**ARTICLE**:
We have a breeder in this area that will occasionally show their WGSLs in AKC. They showed 2 weeks ago in Texas at the show Sage was in. They didn't do anything, but then neither did Sage. 

When Carly got her first 2 points, their WGSL male went Winners Dog and Best of Winners. Carly went Winners Bitch and their WGSL bitch went Reserve. Just sayin'...

(and Carly's litter sister went BOB)


----------



## Liesje

The last AKC event I did was a puppy match. The judges were people who were nearly finished with whatever program the AKC uses for new judges. The lady that judged our puppies had no idea that there were different types of GSD. She said ours (I went with a few others and we all had WGSL) looked different and she wasn't sure how to judge them. That did not inspire any confidence in me to continue with AKC conformation (though I should say the match before that, the man who judged gave me a good critique for Nikon and was very thorough, even with puppies).


----------



## selzer

Clubs put on shows and choose judges by how that judge judges. A good judge will give no points if there is not a dog worthy of points in the dogs he is judging. The judges that are giving points to dogs that have more angulation believe that the more angulated dog is correct. Forcing such a judge to give points to a dog that they believe is incorrect would corrupt. 

GSDCA is only really the parent club, and they have a list of judges, and those judges are all a little different in their interpretation of the standard. The judges chosen are the judges the people who put on the shows want judging. And all of that is basically specialty shows. In all-breed shows more moderate dogs do better. And there are sieger shows in places other than Germany. If you have a German dog, show them where the German dogs are. 

Bringing German dogs, show line or working line to a specialty show is just setting yourself up to be angry and your dog to lose. Why do that?


----------



## dogfaeries

^^ what seltzer said!




Sent from Petguide.com App


----------



## cliffson1

Why do that?....because they are German Shepherds. Not ASL, or WGSL, or WL, none of these terms are in the standard, I don't think. And I have been told that there are good dogs of all types so if I have a good structured dog it should do well against other dogs of less quality regardless of lines. 
@Dogfairies....I am aware of the conformation structure...lol...ask Jackie....I used to show in the breed ring in early seventies when you needed 60 to 70 dogs for majors.....and BBE was the only class that usually had less than 4 dogs in it. With the numbers I see now, it appears that many classes may only have 1 or 2 dogs in them. Yes, I understand your friend has nice bred by, but many mediocre dogs are shown also and if they win their class then wouldn't they be in contention for winners dog/bitch?
I am not trying to be cantankerous, it just seems that a good conformation dog should do well regardless of the origin of the show. To promulgate the separation of either American or German dogs from either ring if they are sound seems to me to be to not be right. Like Daphne said, their should be crosses that win if they have proper structure and temperament...regardless of lines. I hope a more universal approach to judging the breed is still sought by folks like Daphne because I see that as an opportunity for larger entries, which gives maybe better quality in winning selections.


----------



## Liesje

cliffson1 said:


> Why do that?....because they are German Shepherds. Not ASL, or WGSL, or WL, none of these terms are in the standard, I don't think. And I have been told that there are good dogs of all types so if I have a good structured dog it should do well against other dogs of less quality regardless of lines.

**STATED TASK**:
Continue the forum thread about showing German-bred shepherds in AKC conformation, starting right after its last line.

**GIVEN INFORMATION**:

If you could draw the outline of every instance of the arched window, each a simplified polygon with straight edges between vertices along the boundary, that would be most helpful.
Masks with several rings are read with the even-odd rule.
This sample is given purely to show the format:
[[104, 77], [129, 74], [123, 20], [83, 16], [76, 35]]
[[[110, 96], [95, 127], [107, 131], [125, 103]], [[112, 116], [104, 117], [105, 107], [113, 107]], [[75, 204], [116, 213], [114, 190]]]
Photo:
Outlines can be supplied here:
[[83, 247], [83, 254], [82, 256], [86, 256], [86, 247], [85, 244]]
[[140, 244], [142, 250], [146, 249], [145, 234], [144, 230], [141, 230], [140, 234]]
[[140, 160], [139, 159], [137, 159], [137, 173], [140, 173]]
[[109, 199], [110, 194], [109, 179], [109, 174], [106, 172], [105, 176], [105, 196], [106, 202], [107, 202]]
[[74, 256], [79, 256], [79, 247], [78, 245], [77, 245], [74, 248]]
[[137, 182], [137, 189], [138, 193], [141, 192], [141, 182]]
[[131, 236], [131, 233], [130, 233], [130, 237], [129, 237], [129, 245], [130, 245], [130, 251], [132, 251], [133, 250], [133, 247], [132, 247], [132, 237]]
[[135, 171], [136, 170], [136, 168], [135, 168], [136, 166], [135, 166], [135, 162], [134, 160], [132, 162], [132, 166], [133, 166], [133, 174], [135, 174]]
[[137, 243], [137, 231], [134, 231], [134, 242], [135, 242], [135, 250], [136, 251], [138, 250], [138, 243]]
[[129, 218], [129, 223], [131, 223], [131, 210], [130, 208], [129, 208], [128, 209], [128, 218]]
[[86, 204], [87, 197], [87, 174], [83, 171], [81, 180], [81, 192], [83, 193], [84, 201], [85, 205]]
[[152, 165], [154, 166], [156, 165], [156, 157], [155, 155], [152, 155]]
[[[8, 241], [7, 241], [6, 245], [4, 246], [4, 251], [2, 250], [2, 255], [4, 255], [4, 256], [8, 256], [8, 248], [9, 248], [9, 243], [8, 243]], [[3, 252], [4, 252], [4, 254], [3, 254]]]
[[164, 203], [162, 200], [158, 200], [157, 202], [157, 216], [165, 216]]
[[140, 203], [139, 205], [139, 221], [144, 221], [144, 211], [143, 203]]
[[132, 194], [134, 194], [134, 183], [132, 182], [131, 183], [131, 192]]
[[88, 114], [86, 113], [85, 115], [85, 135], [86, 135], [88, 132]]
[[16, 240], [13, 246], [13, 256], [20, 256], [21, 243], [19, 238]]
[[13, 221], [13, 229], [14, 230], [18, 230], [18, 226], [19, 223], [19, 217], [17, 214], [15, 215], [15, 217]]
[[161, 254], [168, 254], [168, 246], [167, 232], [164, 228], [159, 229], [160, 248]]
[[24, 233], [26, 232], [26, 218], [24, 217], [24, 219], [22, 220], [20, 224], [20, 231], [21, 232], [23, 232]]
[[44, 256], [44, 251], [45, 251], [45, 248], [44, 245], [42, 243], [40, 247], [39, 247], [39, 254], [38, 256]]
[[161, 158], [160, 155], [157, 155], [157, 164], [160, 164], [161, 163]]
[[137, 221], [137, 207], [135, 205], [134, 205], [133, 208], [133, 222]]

**WRITTEN RESPONSE**:
> [...]
> I am not trying to be cantankerous, it just seems that a good conformation dog should do well regardless of the origin of the show. To promulgate the separation of either American or German dogs from either ring if they are sound seems to me to be to not be right. Like Daphne said, their should be crosses that win if they have proper structure and temperament...regardless of lines. I hope a more universal approach to judging the breed is still sought by folks like Daphne because I see that as an opportunity for larger entries, which gives maybe better quality in winning selections.



Come play UKC!


----------



## gagsd

Around here, UKC shows are won by the same AKC type dogs.


----------



## Andaka

Lies, will you come down and show my dog?


----------



## Renoto

cliffson1 said:


> Why do that?....because they are German Shepherds. Not ASL, or WGSL, or WL, none of these terms are in the standard, I don't think. And I have been told that there are good dogs of all types so if I have a good structured dog it should do well against other dogs of less quality regardless of lines.
> 
> I am not trying to be cantankerous, it just seems that a good conformation dog should do well regardless of the origin of the show. To promulgate the separation of either American or German dogs from either ring if they are sound seems to me to be to not be right. Like Daphne said, their should be crosses that win if they have proper structure and temperament...regardless of lines. I hope a more universal approach to judging the breed is still sought by folks like Daphne because I see that as an opportunity for larger entries, which gives maybe better quality in winning selections


This is exactly how it should be, and I wish to God's green garden that it was, but the way things have evolved today different types of GSD's have emerged. The same way different races of people have emerged, were all one species but different varieties of it. 

I think the reason that it isnt that way though, or part of the reason, is because different people take different things out of different standards. I was going over the AKC standard the other day in preparation for my show this past weekend (with a working line bitch) and the standard calls for a rear that is as close to a 90° angle as possible. But then the SV standard (I think it was SV, I'm unsure now...) said that the rear angle should be closer to 120°. That is a big difference, and for a reason.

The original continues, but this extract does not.